E.1027 - Eileen Gray and the House by the Sea
[…] Was den Film interessant macht, ist seine Hybridität, der formale Versuch, zwischen Archivmaterial, Dokumentation, Vorstellungskraft (Projektionen) und Schauspiel zu mischen. Es gelingt dem Film, ein Stück enorm wichtige Architekturgeschichte hervorzuholen und uns diese zu vergegenwärtigen.
Text: Ruth Baettig
Was ist ein Haus? Was ist das Zuhause? Wie sieht es aus, wenn man darin leben und arbeiten will? In E.1027 – Eileen Gray and the House by the Sea tauchen wir ein in die Gedankenwelten von Eileen Gray, gleichzeitig in ein Stück herausragende Architekturgeschichte. Von Eileen Gray, einer Frau, die sich in der Männerwelt einen Namen gemacht hat und eine der führenden Persönlichkeiten der modernistischen Architektur ist. Dabei konzentrieren sich die beiden Filmschaffenden Beatrice Minger und Christoph Schaub auf das Haus mit dem kryptischen Namen E.1027, der die Verbindung zwischen Eileen Gray und ihrem damaligen Kollegen und Liebhaber Jean Badovici versinnbildlicht. Es lebte sich gut in diesem Traumhaus. Gray wollte Zeit für ihre Arbeit, ihr Denken, ihre Kreativität und zieht aus. Da kommt Corbusier – ein Freund von Badovici – ins Spiel, der es nicht scheut, sich in Abwesenheit von Gray das Haus in seiner künstlerischen Ausdrucksweise durch das Bemalen der formal streng in Weiss gehaltenen Wände anzueignen. Hier kommt man nicht umhin, an den Markierungsdrang von vorwiegend männlichen Tieren zu denken, und man spürt förmlich den nach Urin riechenden Neid.

### IHRE AUFGABE
Schreiben Sie aus dem Text über Eileen Grays Haus E.1027 die Passage von „E.1027 - Eileen“ bis einschließlich „diese zu vergegenwärtigen.“ wortgetreu ab.

### BEREITGESTELLTES MATERIAL
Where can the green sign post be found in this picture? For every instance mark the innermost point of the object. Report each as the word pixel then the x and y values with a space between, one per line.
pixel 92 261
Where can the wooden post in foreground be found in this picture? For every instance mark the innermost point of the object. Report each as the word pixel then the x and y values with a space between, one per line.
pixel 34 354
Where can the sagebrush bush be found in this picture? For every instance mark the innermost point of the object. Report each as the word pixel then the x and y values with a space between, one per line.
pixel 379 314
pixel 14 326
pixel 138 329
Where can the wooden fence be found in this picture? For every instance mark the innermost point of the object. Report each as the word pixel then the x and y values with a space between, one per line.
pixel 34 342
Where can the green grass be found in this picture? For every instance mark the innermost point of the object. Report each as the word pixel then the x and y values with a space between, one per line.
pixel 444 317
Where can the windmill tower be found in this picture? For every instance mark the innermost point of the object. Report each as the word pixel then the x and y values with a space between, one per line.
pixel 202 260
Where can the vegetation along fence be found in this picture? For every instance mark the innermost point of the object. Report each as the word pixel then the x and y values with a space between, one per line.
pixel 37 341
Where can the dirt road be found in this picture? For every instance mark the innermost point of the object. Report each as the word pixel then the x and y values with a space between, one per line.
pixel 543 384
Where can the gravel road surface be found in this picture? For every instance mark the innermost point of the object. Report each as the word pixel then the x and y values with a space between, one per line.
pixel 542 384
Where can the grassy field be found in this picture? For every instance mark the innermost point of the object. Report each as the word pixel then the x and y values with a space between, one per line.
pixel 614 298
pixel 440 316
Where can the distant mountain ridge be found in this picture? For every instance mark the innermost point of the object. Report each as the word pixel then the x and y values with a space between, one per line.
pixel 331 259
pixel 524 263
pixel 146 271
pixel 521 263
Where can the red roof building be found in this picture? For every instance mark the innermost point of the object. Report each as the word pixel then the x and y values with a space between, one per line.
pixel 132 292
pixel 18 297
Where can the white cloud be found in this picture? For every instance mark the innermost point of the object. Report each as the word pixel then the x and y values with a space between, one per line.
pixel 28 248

### LÖSUNG DER AUFGABE
E.1027 - Eileen Gray and the House by the Sea
[…] Was den Film interessant macht, ist seine Hybridität, der formale Versuch, zwischen Archivmaterial, Dokumentation, Vorstellungskraft (Projektionen) und Schauspiel zu mischen. Es gelingt dem Film, ein Stück enorm wichtige Architekturgeschichte hervorzuholen und uns diese zu vergegenwärtigen.